Work task
Each line of the material beneath should be duplicated exactly.

*** Opening of Extracted records ***

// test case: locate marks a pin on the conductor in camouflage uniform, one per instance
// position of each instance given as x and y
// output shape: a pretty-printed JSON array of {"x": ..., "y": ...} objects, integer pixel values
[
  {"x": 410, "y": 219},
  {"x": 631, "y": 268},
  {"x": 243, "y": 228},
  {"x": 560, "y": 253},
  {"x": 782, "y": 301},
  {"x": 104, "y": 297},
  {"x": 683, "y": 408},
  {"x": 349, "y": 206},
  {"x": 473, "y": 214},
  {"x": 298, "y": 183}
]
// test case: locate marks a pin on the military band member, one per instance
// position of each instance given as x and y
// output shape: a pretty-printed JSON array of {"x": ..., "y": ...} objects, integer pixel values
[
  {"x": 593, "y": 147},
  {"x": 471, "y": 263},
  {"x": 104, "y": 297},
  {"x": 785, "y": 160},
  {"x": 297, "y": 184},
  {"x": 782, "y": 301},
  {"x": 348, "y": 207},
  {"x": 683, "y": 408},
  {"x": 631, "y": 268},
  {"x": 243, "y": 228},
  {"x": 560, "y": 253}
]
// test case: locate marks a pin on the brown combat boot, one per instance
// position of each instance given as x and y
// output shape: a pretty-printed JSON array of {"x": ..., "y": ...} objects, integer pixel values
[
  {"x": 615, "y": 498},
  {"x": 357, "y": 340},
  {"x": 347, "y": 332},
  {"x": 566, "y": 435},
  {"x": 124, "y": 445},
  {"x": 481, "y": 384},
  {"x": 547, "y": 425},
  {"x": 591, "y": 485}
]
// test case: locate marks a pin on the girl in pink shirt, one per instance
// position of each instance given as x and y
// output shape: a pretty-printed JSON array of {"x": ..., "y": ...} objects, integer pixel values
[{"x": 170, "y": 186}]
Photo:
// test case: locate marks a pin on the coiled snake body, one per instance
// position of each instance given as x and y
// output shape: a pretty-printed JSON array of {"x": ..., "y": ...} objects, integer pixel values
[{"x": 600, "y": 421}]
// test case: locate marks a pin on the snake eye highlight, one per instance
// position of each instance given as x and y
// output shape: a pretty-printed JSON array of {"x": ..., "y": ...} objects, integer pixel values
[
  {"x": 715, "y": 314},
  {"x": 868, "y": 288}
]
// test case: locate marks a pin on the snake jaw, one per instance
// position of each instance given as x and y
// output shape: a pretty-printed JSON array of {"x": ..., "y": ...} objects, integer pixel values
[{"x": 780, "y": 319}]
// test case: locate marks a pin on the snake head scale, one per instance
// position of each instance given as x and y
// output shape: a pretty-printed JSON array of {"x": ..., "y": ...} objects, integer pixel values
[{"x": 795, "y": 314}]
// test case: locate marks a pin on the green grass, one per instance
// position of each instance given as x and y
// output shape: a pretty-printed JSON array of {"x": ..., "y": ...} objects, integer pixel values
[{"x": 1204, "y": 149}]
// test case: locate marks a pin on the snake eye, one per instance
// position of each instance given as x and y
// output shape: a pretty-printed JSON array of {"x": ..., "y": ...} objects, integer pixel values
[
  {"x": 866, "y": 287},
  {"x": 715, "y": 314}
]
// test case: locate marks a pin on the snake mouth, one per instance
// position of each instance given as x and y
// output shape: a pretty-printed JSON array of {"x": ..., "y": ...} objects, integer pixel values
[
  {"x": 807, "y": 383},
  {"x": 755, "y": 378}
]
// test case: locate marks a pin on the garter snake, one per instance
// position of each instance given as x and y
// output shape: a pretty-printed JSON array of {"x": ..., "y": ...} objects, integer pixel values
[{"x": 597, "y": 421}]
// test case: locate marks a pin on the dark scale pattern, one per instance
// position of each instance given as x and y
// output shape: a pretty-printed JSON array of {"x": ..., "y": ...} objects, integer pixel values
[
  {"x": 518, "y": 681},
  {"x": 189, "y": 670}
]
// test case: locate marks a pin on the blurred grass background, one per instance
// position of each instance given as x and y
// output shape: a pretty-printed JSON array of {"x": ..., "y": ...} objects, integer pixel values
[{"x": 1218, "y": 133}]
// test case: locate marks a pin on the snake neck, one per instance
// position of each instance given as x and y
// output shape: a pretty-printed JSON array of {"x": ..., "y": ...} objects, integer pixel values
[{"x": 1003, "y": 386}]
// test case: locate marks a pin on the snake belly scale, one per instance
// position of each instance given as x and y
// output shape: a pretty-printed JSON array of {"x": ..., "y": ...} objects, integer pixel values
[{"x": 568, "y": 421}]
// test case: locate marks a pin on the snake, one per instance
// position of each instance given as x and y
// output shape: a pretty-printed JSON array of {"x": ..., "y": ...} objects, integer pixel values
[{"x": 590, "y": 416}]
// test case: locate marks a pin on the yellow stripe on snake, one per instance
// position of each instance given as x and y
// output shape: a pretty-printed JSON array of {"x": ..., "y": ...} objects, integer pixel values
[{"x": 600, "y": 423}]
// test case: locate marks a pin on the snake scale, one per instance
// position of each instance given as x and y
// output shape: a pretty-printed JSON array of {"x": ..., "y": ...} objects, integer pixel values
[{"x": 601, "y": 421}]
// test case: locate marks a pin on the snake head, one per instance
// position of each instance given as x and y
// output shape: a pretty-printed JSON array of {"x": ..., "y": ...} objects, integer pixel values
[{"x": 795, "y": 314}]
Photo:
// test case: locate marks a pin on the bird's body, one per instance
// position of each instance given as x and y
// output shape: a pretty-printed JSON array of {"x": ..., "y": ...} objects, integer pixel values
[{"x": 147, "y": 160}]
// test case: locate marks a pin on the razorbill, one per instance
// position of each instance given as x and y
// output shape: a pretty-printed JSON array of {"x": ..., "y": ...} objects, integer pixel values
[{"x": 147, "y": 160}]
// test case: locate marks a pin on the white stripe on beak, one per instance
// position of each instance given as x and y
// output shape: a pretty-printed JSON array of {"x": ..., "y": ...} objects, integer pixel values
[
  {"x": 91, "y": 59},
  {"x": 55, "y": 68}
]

*** Close of Extracted records ***

Task output
// test case: locate marks a pin on the conductor in camouflage uniform, one per instance
// position of each instance given as x and y
// output shape: a pretty-printed JSON array of {"x": ..., "y": ...} objects, integer pixel values
[
  {"x": 410, "y": 219},
  {"x": 631, "y": 268},
  {"x": 243, "y": 228},
  {"x": 560, "y": 253},
  {"x": 782, "y": 301},
  {"x": 104, "y": 297},
  {"x": 683, "y": 408},
  {"x": 349, "y": 206},
  {"x": 473, "y": 214},
  {"x": 298, "y": 183}
]
// test case: locate marks a pin on the military band member, one per instance
// position of each instance given as x and y
// output shape: a pretty-printed JSON array of {"x": ..., "y": ...} objects, integer pixel values
[
  {"x": 593, "y": 147},
  {"x": 471, "y": 263},
  {"x": 104, "y": 297},
  {"x": 785, "y": 160},
  {"x": 297, "y": 184},
  {"x": 782, "y": 301},
  {"x": 348, "y": 207},
  {"x": 683, "y": 408},
  {"x": 631, "y": 268},
  {"x": 243, "y": 228},
  {"x": 560, "y": 253}
]
// test case: locate marks a pin on the brown combat boot, one per instance
// position of each instance given as x and y
// output shape: a pretty-printed JSON array of {"x": ..., "y": ...} objects, integer pixel values
[
  {"x": 615, "y": 498},
  {"x": 357, "y": 340},
  {"x": 347, "y": 332},
  {"x": 566, "y": 435},
  {"x": 124, "y": 445},
  {"x": 481, "y": 384},
  {"x": 547, "y": 425},
  {"x": 591, "y": 485}
]
// test case: locate marks a pin on the girl in pink shirt, one per instance
// position of each instance given as x and y
// output shape: a pretty-printed JSON array of {"x": ..., "y": ...} objects, integer pixel values
[{"x": 170, "y": 186}]
Photo:
// test case: locate marks a pin on the coiled snake body, one per instance
// position of each instance given as x and y
// output shape: a pretty-printed JSON array of {"x": ..., "y": ...} objects, integer pixel values
[{"x": 600, "y": 421}]
// test case: locate marks a pin on the snake eye highlight, one per instance
// position of each instance given as x and y
// output shape: a pretty-printed JSON array of {"x": ..., "y": ...} objects, integer pixel values
[
  {"x": 715, "y": 314},
  {"x": 868, "y": 288}
]
// test case: locate marks a pin on the snake jaw, one per instance
// position of each instance given as x and y
// output shape: a pretty-printed JSON array of {"x": ..., "y": ...} objects, integer pixel values
[{"x": 780, "y": 319}]
// test case: locate marks a pin on the snake head scale, one per instance
// position of each instance given as x and y
// output shape: a pretty-printed JSON array of {"x": ..., "y": ...} objects, integer pixel values
[{"x": 795, "y": 314}]
// test case: locate marks a pin on the green grass, one per instance
// position of each instance given as x and y
// output shape: a pretty-printed JSON array of {"x": ..., "y": ...} objects, integer pixel values
[{"x": 1204, "y": 149}]
// test case: locate marks a pin on the snake eye, one per instance
// position of each instance given as x and y
// output shape: a pretty-printed JSON array of {"x": ..., "y": ...} objects, integer pixel values
[
  {"x": 866, "y": 287},
  {"x": 715, "y": 314}
]
// test case: locate marks a pin on the snake mouth, one per instance
// position of each instance given as x and y
// output shape: a pretty-printed JSON array of {"x": ..., "y": ...} objects, integer pixel values
[
  {"x": 807, "y": 383},
  {"x": 755, "y": 378}
]
// test case: locate marks a pin on the garter snake, one per instance
// position of each instance given as x and y
// output shape: a pretty-printed JSON array of {"x": ..., "y": ...} objects, integer pixel values
[{"x": 597, "y": 421}]
// test case: locate marks a pin on the dark scale pattern, one per instance
// position of each instance given as x and y
// output shape: a pretty-printed JSON array of {"x": ..., "y": ...} objects, integer pixel values
[
  {"x": 518, "y": 681},
  {"x": 189, "y": 670}
]
// test case: locate marks a pin on the blurred grass background, one per instance
// position of each instance given as x and y
// output shape: a pretty-printed JSON array of {"x": ..., "y": ...} objects, integer pixel values
[{"x": 1218, "y": 133}]
// test case: locate marks a pin on the snake neck, one per instance
// position of each instance given as x and y
// output shape: a pretty-printed JSON array of {"x": ..., "y": ...} objects, integer pixel values
[{"x": 1003, "y": 386}]
// test case: locate marks a pin on the snake belly scale, one per instance
// position of each instance given as x and y
// output shape: a pretty-printed JSON array of {"x": ..., "y": ...} objects, integer pixel values
[{"x": 568, "y": 421}]
// test case: locate marks a pin on the snake, one per instance
// position of each instance given as x and y
// output shape: a pretty-printed JSON array of {"x": ..., "y": ...} objects, integer pixel values
[{"x": 590, "y": 416}]
// test case: locate marks a pin on the yellow stripe on snake, one per instance
// position of each instance given as x and y
// output shape: a pretty-printed JSON array of {"x": ..., "y": ...} objects, integer pixel values
[{"x": 600, "y": 423}]
// test case: locate marks a pin on the snake scale, one per instance
// position of each instance given as x and y
// output shape: a pretty-printed JSON array of {"x": ..., "y": ...} objects, integer pixel values
[{"x": 601, "y": 421}]
// test case: locate marks a pin on the snake head, one per instance
// position of each instance given as x and y
// output shape: a pretty-printed JSON array of {"x": ..., "y": ...} objects, integer pixel values
[{"x": 795, "y": 314}]
Photo:
// test case: locate marks a pin on the bird's body, one per instance
// position of each instance given as x and y
// output shape: a pretty-printed JSON array of {"x": ..., "y": ...} objects, integer pixel values
[{"x": 147, "y": 160}]
// test case: locate marks a pin on the razorbill, one per instance
// position of each instance given as x and y
// output shape: a pretty-printed JSON array of {"x": ..., "y": ...} objects, integer pixel values
[{"x": 147, "y": 160}]
// test case: locate marks a pin on the white stripe on beak, one per instance
// position of each instance given as x and y
// output shape: a pretty-printed JSON array of {"x": ..., "y": ...} objects, integer pixel values
[
  {"x": 91, "y": 59},
  {"x": 55, "y": 68}
]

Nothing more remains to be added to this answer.